▶ [Problem description]:
Return, word for word, the part of the listing below that opens with the line containing "Where can you see the yellow" and runs through the end of the listing.

▶ [Provided data]:
** begin **

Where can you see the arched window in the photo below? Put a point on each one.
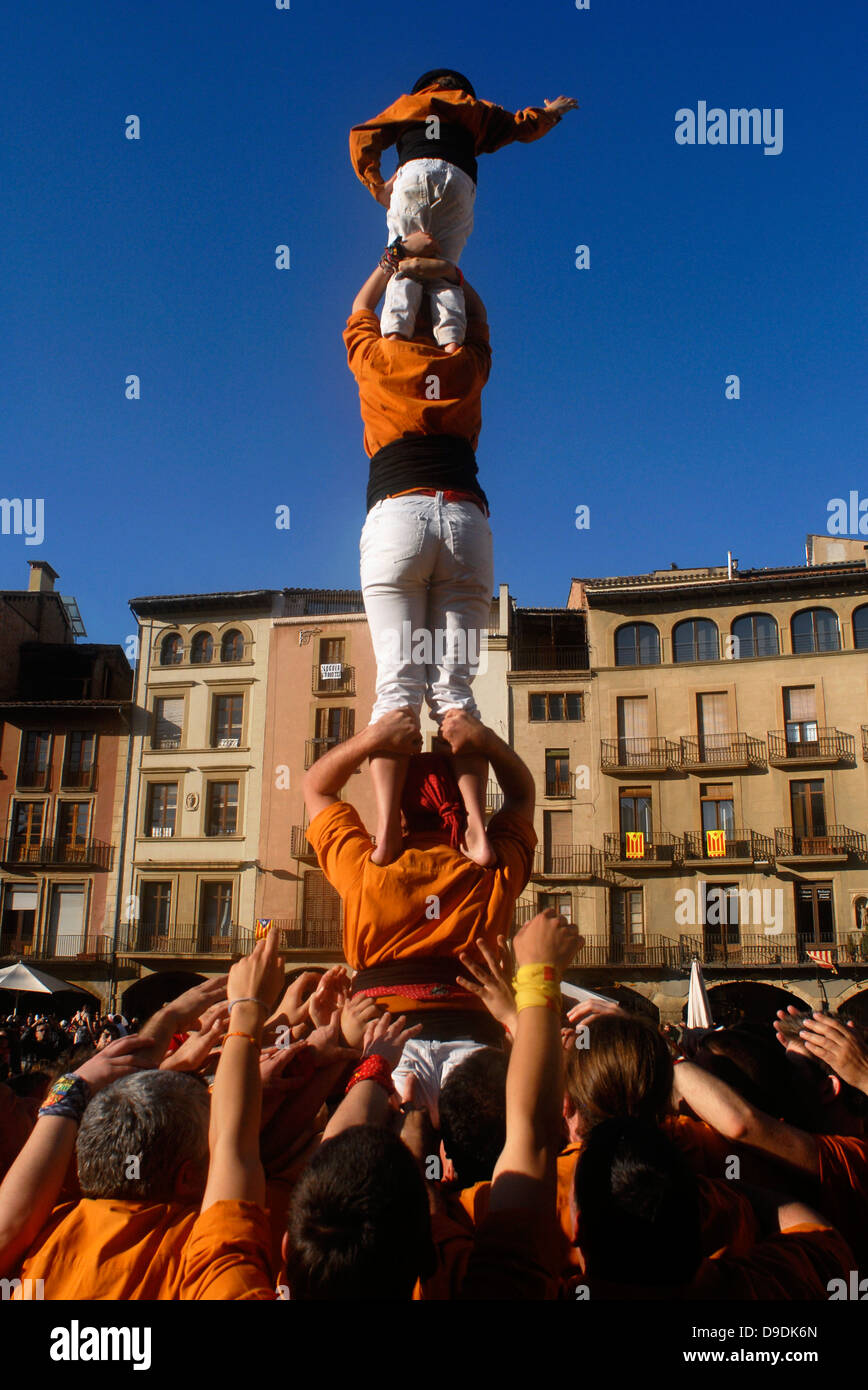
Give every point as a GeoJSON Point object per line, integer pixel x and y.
{"type": "Point", "coordinates": [756, 634]}
{"type": "Point", "coordinates": [637, 644]}
{"type": "Point", "coordinates": [202, 648]}
{"type": "Point", "coordinates": [171, 649]}
{"type": "Point", "coordinates": [231, 648]}
{"type": "Point", "coordinates": [815, 630]}
{"type": "Point", "coordinates": [696, 641]}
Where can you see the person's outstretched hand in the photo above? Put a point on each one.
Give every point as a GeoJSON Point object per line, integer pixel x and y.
{"type": "Point", "coordinates": [397, 733]}
{"type": "Point", "coordinates": [839, 1045]}
{"type": "Point", "coordinates": [548, 938]}
{"type": "Point", "coordinates": [561, 104]}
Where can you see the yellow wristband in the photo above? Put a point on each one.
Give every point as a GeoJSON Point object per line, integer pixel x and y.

** end **

▶ [Output for this exercise]:
Where can you see the yellow wristband in the photo above? Put a point on each one.
Give every point as a GeoJSON Point object per line, integer pixel x and y.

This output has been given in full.